------ Data rows ------
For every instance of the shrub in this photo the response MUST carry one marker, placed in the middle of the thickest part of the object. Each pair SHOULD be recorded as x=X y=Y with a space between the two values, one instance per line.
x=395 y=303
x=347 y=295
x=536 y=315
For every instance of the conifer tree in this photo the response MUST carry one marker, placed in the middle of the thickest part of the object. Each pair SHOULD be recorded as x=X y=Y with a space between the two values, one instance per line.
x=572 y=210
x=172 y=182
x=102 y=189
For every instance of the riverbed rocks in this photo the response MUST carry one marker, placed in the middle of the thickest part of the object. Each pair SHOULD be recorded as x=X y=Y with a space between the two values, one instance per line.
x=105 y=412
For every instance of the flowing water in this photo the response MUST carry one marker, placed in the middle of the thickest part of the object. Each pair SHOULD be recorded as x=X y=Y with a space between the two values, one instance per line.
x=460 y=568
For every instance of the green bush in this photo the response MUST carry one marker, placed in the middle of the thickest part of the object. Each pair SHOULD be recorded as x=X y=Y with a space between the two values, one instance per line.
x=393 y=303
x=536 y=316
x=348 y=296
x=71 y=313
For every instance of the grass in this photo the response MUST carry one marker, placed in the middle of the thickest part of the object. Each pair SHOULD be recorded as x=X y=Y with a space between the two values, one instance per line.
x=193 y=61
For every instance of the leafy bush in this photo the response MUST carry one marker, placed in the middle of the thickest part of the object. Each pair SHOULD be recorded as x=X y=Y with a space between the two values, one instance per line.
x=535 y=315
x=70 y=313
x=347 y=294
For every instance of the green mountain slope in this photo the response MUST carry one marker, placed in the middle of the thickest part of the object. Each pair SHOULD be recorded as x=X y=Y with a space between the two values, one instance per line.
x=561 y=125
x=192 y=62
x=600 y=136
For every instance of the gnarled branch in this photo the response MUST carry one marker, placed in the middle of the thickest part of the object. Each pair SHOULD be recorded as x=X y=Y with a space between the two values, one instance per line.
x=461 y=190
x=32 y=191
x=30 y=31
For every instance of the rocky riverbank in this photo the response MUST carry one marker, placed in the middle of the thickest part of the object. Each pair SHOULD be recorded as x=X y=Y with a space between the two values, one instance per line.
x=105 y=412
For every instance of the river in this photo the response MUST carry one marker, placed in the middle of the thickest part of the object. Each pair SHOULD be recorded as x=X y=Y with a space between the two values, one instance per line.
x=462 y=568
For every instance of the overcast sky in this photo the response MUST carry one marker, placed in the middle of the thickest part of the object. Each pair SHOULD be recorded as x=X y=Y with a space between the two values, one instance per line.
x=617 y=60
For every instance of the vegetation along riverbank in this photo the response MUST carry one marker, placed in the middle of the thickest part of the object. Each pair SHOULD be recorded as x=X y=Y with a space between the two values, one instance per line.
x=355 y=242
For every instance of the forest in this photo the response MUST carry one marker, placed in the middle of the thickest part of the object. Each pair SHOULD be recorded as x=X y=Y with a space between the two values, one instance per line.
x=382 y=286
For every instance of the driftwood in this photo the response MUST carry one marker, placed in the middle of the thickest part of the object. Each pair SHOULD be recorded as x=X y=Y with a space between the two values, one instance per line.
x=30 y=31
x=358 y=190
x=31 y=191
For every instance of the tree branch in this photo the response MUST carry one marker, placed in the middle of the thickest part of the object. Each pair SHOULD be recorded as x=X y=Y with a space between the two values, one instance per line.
------
_Your task:_
Reproduce all of the material above, replacing "marker" with "point" wherever it occurs and changing nothing else.

_Result for this exercise:_
For every instance of the shrub in this photo the response MUST carry one point, placed in the middle of the thickest part of the object. Each pair SHOULD be recorded as x=X y=Y with a space between the two values, one instance per line.
x=395 y=303
x=347 y=295
x=536 y=315
For every instance of the conifer tree in this photo the response MUST carry one point, placed in the middle of the thickest part of the object. Each pair SHOULD be recorded as x=X y=Y with a space between the two values, one instance per line.
x=572 y=210
x=172 y=182
x=102 y=189
For every instance of the riverbed rocks in this photo the response MUST carry one point, placed in the middle of the thickest part of the object. Each pair SHOULD be recorded as x=X y=Y with a space between the two values, one instance per line.
x=105 y=412
For every instance of the flowing water in this photo the response MUST carry one point, placed in the middle of the thickest part of the object. Each pair SHOULD be recorded as x=X y=Y with a space between the two values, one instance per line.
x=460 y=568
For every instance of the green bush in this photo the response MUST carry one point, placed in the middle of the thickest part of the object. Each pair SHOULD be recorded as x=X y=Y with a space between the two values, one instance per line.
x=393 y=303
x=536 y=316
x=348 y=296
x=71 y=313
For every instance of the grass in this photo the response MUST carry one point, placed in the middle of the thickest part of the object. Each pair SHOULD be recorded as x=X y=Y with a space between the two values, one instance per line.
x=193 y=61
For every instance of the leafy bush in this photo the response MUST carry one point, placed in the middle of the thickest part of the object. Each pair SHOULD be recorded as x=X y=Y with a space between the two values, one instance per line.
x=535 y=315
x=70 y=313
x=347 y=294
For every instance of the green mountain slope in this photo the response MUST carry one point, placed in the middle of the thickest part of the object. Each pair SHOULD be recorded as x=X y=Y with a space between the two values, one instance per line.
x=561 y=125
x=192 y=62
x=600 y=136
For every instance of the gnarled branch in this photo the response MUST carry one point, placed in the middle of the thickest part of the object. Each pair SHOULD be recorded as x=X y=Y with a space between the two values, one instance per line.
x=461 y=190
x=32 y=191
x=30 y=31
For every instance of the rocky riverbank in this photo the response MUST carry one point, placed in the middle of the thickest part of the object. Each pair SHOULD be recorded as x=X y=Y with a space between the two values, one instance per line.
x=105 y=412
For every instance of the river in this photo the response MUST carry one point, placed in the middle of the thickest part of the object. Each pair SHOULD be recorded as x=X y=Y with a space between the two values, one instance per line.
x=462 y=568
For every instance of the overcast sky in this photo the response MUST carry one point, placed in the middle of the thickest part of the object. Each pair SHOULD be recorded as x=X y=Y with a space between the two values, one instance per line.
x=617 y=60
For every instance of the vegetation along riverbank in this photo the response MUST carry one point, placed in the middle of the thickest part of the object. Each pair SHOULD be recorded as x=X y=Y with a space between the two values, one instance per line.
x=355 y=242
For every instance of the forest in this photo the response MUST carry one point, placed in the middle of the thickest part of the object. Each pair SHOULD be recorded as x=X y=Y with a space between the two values, one instance per line.
x=382 y=286
For every instance of the driftwood in this photo the response MUST carry one point, placed in the middle of the thickest part of the object. Each pair SHOULD be recorded as x=X y=Y with a space between the two values, one instance per line.
x=30 y=31
x=358 y=190
x=31 y=191
For every instance of the tree branch in this photo the response MUST carry one point, placed in the middle of the thickest part of the object. Each pair SHOULD be recorded as x=X y=Y with a space between the two values, one instance per line.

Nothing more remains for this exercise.